Data supplied —
◆ ◆ ◆
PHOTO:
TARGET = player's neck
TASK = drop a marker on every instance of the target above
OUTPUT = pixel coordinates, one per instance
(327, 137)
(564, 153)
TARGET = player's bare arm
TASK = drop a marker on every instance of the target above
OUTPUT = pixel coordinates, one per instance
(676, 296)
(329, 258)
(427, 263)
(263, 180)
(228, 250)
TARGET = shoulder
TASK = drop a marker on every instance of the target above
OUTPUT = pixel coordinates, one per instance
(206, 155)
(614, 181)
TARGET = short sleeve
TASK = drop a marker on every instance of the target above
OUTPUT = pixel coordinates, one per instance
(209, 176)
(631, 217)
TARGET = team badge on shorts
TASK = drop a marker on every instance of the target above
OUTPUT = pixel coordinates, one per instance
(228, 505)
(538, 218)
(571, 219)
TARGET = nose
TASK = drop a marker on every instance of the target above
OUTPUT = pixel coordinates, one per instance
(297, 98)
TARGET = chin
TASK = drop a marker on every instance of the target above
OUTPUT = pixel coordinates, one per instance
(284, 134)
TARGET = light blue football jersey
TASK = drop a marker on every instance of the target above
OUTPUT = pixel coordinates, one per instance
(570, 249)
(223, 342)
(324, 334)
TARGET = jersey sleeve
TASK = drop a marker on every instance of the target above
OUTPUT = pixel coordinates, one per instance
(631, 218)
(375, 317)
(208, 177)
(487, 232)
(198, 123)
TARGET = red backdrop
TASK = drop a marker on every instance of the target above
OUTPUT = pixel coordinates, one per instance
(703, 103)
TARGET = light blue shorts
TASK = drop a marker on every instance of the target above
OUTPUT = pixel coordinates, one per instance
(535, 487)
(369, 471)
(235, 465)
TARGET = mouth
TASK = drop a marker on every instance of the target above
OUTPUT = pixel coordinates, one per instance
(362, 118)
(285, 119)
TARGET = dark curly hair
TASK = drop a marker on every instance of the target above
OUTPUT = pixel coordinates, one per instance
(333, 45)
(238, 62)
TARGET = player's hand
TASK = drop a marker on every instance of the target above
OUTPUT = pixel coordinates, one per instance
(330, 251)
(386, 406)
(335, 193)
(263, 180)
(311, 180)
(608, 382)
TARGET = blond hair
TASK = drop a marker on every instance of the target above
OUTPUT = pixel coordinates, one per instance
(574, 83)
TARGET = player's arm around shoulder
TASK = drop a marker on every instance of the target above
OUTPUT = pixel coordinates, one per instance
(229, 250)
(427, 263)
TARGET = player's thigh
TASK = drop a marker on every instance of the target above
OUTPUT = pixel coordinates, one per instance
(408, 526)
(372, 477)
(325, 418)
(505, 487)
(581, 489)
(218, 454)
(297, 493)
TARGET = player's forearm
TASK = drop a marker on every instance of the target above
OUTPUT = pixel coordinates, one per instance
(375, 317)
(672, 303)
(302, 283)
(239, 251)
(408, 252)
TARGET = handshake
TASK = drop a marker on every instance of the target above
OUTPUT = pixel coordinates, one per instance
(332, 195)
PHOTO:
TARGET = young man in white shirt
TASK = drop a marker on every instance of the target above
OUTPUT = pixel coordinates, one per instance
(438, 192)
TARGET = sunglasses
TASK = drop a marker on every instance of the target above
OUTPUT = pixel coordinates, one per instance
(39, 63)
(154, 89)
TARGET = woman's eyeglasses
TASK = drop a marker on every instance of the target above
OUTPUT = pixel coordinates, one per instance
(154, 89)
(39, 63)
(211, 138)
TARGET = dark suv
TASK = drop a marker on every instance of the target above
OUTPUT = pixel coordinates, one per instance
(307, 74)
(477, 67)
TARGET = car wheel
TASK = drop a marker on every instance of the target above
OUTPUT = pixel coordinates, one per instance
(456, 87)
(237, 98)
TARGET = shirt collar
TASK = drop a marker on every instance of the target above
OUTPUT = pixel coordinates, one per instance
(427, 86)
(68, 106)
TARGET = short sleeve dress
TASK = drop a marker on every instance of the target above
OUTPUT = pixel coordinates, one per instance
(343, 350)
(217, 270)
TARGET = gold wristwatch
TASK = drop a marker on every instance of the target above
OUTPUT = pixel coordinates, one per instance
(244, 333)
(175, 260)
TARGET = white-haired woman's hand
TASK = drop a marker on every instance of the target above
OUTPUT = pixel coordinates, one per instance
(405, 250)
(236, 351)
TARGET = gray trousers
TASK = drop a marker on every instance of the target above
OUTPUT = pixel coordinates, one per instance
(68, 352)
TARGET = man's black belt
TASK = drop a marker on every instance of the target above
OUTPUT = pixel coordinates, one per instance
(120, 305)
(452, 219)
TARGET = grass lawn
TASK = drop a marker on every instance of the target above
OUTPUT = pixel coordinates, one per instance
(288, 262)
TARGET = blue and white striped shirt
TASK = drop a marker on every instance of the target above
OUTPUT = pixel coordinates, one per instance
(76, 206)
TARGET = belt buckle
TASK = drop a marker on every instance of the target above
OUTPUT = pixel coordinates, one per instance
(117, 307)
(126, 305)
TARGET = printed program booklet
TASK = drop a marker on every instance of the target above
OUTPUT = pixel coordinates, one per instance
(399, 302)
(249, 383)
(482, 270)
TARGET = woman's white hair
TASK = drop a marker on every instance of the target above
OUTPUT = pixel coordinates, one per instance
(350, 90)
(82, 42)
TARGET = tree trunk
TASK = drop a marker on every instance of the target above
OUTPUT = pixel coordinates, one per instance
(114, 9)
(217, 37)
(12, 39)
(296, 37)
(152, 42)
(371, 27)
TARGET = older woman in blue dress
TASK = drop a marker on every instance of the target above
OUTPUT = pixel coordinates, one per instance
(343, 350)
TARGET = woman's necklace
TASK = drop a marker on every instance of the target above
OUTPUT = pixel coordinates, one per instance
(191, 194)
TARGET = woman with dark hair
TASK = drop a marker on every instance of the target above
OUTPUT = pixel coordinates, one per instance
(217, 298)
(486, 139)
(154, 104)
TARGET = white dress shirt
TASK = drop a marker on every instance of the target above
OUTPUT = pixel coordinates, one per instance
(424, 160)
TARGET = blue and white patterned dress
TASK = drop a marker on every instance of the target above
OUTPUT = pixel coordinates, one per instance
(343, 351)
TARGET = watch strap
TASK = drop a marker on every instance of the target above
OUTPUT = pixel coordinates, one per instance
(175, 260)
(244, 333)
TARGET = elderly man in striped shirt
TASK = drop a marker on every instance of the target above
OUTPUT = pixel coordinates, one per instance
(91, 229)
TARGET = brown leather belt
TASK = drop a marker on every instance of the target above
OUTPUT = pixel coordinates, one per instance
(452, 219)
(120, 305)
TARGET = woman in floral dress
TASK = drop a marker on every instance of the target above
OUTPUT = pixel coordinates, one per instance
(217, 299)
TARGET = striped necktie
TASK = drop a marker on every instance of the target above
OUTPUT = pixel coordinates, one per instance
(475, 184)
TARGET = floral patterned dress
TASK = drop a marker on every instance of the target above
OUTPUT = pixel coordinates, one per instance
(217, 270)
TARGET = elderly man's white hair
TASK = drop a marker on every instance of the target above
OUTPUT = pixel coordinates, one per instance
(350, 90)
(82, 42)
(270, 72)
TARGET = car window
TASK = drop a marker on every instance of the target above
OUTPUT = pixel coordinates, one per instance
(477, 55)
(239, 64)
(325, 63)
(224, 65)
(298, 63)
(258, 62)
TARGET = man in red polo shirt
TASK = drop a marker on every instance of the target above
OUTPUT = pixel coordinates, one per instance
◆ ◆ ◆
Type out the entries again, word for word.

Answer for the task —
PHOTO:
TARGET = player's neck
TASK = drop a marker on every instance of the target above
OUTPUT = pixel coordinates, one per instance
(327, 137)
(564, 153)
TARGET = player's bare arm
TASK = drop a marker on every instance of the target above
OUTPUT = pixel coordinates, one per instance
(676, 296)
(329, 258)
(427, 263)
(263, 180)
(228, 250)
TARGET = shoulder
TASK = drop a marker on every instance of the target above
OUTPUT = pixel coordinates, one per instance
(206, 155)
(614, 181)
TARGET = short sleeve
TASK = drop a marker on every instance of the target above
OUTPUT = pixel coordinates, one per instance
(209, 176)
(631, 217)
TARGET = team badge on shorts
TASK = drop a marker on every instance of the target above
OUTPUT = pixel coordinates, one per instance
(228, 505)
(538, 218)
(571, 219)
TARGET = nose
TASK = drop a marker on every instance of the target above
OUTPUT = pixel coordinates, one per instance
(297, 98)
TARGET = chin
TASK = drop a marker on every instance of the target above
OUTPUT = pixel coordinates, one per instance
(284, 134)
TARGET = light blue football jersey
TASK = drop a marker on every instance of the target above
OUTPUT = pixel coordinates, one per instance
(570, 249)
(223, 342)
(324, 334)
TARGET = jersey sleeve
TASK = drop a marker on every instance of the target above
OUTPUT = pixel coordinates, one per instance
(631, 218)
(375, 317)
(208, 177)
(487, 232)
(198, 123)
TARGET = red backdrop
TASK = drop a marker on every instance of the target above
OUTPUT = pixel coordinates, one per instance
(703, 103)
TARGET = light blue shorts
TASK = drop a marker on every instance of the target above
OUTPUT = pixel coordinates, one per instance
(535, 487)
(369, 471)
(235, 465)
TARGET = mouth
TASK = drop a marker on every instance of the target above
OUTPUT = pixel coordinates, one per instance
(362, 118)
(285, 119)
TARGET = dark curly hair
TASK = drop a marker on every instance of the target above
OUTPUT = pixel coordinates, one per instance
(333, 45)
(238, 62)
TARGET = player's hand
TASK = drop a marker on every instance of the target above
OUTPUT = pixel coordinates, one per instance
(330, 251)
(386, 406)
(335, 193)
(263, 180)
(311, 180)
(608, 382)
TARGET = blond hair
TASK = drop a marker on every instance of the target above
OUTPUT = pixel coordinates, one per instance
(574, 83)
TARGET = player's arm around shoulder
TASK = drop a marker on every instance of the target above
OUTPUT = pixel coordinates, one per instance
(229, 250)
(427, 263)
TARGET = player's thigh
TASK = drop a marker on every instance of the target above
OUTPUT = pixel coordinates, one per instance
(408, 526)
(372, 477)
(325, 418)
(505, 487)
(581, 489)
(218, 454)
(297, 493)
TARGET = player's forearm
TASK = drop a marker on every instance of the target above
OUTPUT = pixel coordinates, one per instance
(375, 317)
(672, 303)
(302, 283)
(239, 251)
(408, 252)
TARGET = handshake
TASK = drop a marker on every instance of the target above
OUTPUT = pixel coordinates, one per instance
(332, 195)
PHOTO:
TARGET = young man in white shirt
TASK = drop a marker on every instance of the target above
OUTPUT = pixel coordinates, one per instance
(438, 192)
TARGET = sunglasses
TASK = drop a marker on every instance of the target above
OUTPUT = pixel coordinates, one per instance
(39, 63)
(154, 89)
TARGET = woman's eyeglasses
TASK = drop a marker on every instance of the target above
OUTPUT = pixel coordinates, one per instance
(154, 89)
(39, 63)
(211, 138)
TARGET = dark suv
TASK = drop a marker on every instance of the target above
OUTPUT = pixel coordinates, one per instance
(307, 74)
(477, 67)
TARGET = car wheel
TASK = drop a marker on every instance of the target above
OUTPUT = pixel coordinates, one per instance
(456, 87)
(237, 98)
TARGET = shirt collar
TASK = drop a marker on every instance of the target above
OUTPUT = pixel coordinates, one per instance
(427, 86)
(68, 106)
TARGET = short sleeve dress
TASK = drop a marker on every instance of the target above
OUTPUT = pixel coordinates, one per instance
(343, 350)
(217, 270)
TARGET = gold wristwatch
TASK = drop a marker on every instance of the target above
OUTPUT = pixel coordinates, one per instance
(244, 333)
(175, 260)
TARGET = white-haired woman's hand
TASK = drop a marker on every instance of the target above
OUTPUT = pixel coordinates, one per instance
(405, 250)
(236, 351)
TARGET = gray trousers
TASK = drop a marker on every instance of the target above
OUTPUT = pixel coordinates, one per instance
(68, 352)
TARGET = man's black belt
TASK = drop a marker on every instance of the target above
OUTPUT = pixel coordinates, one per instance
(120, 305)
(452, 219)
TARGET = grass lawn
TASK = drop a marker on every instance of the target above
OUTPUT = pixel coordinates, one per instance
(288, 262)
TARGET = blue and white striped shirt
TASK = drop a marker on every instance of the target above
OUTPUT = pixel coordinates, one per instance
(76, 206)
TARGET = belt buckle
TASK = drop a marker on every instance of the target above
OUTPUT = pixel coordinates, one per instance
(117, 307)
(126, 305)
TARGET = printed program booklet
TASK = drop a marker on every instance of the target above
OUTPUT = pixel coordinates, one per instance
(399, 302)
(249, 383)
(482, 270)
TARGET = woman's white hair
TASK = drop a marker on every instance of the target above
OUTPUT = pixel coordinates, one per instance
(350, 90)
(82, 42)
TARGET = tree trunk
TASK = drop a marker on every instance of the target above
OUTPUT = pixel coordinates, one per instance
(114, 9)
(217, 37)
(12, 39)
(296, 37)
(152, 42)
(371, 27)
TARGET = older woman in blue dress
TASK = drop a marker on every instance of the target above
OUTPUT = pixel coordinates, one per instance
(343, 350)
TARGET = woman's necklace
TASK = drop a marker on every instance of the target above
OUTPUT = pixel coordinates, one per instance
(191, 194)
TARGET = woman with dark hair
TASK = drop a marker on every instance of the target above
OUTPUT = pixel coordinates, one per instance
(217, 298)
(486, 139)
(154, 104)
TARGET = white dress shirt
TASK = drop a marker on every instance of the target above
OUTPUT = pixel coordinates, one per instance
(424, 160)
TARGET = blue and white patterned dress
TASK = drop a marker on every instance of the target above
OUTPUT = pixel coordinates, one per instance
(343, 351)
TARGET = watch strap
TASK = drop a marker on every instance of the target above
OUTPUT = pixel coordinates, one per instance
(175, 260)
(244, 333)
TARGET = elderly man in striped shirt
TASK = drop a marker on every instance of the target above
OUTPUT = pixel coordinates, one per instance
(91, 229)
TARGET = brown leather belt
TASK = drop a marker on every instance of the target above
OUTPUT = pixel coordinates, one per instance
(452, 219)
(120, 305)
TARGET = woman in floral dress
TASK = drop a marker on every instance of the target above
OUTPUT = pixel coordinates, one per instance
(217, 299)
TARGET = striped necktie
TASK = drop a marker on every instance of the target above
OUTPUT = pixel coordinates, one per instance
(475, 184)
TARGET = floral patterned dress
TASK = drop a marker on every instance of the target above
OUTPUT = pixel coordinates, one per instance
(217, 270)
TARGET = elderly man's white hair
TASK = drop a marker on every instance of the target above
OUTPUT = pixel coordinates, one per instance
(350, 90)
(82, 42)
(270, 72)
TARGET = car window
TASK = drop a marker on every instance of the target above
OUTPUT = pixel coordinates, one per instance
(477, 55)
(239, 64)
(325, 63)
(224, 65)
(298, 63)
(258, 62)
TARGET = man in red polo shirt
TASK = drop a marker on every instance of the target above
OUTPUT = pixel coordinates, one per instance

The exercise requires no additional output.